» **Problem statement**:
Write out the entire listing below exactly, with the pictures left out.

[BEGIN Input records]

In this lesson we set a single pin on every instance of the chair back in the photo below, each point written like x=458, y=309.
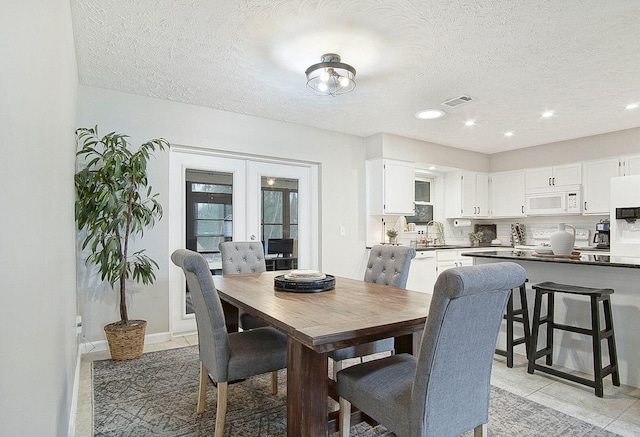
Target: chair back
x=213, y=340
x=389, y=265
x=451, y=389
x=242, y=257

[END Input records]

» **Output below**:
In this lesson we set a single pin on every instance of the chair back in the photo below, each point written like x=458, y=309.
Target: chair back
x=213, y=340
x=389, y=265
x=451, y=389
x=242, y=257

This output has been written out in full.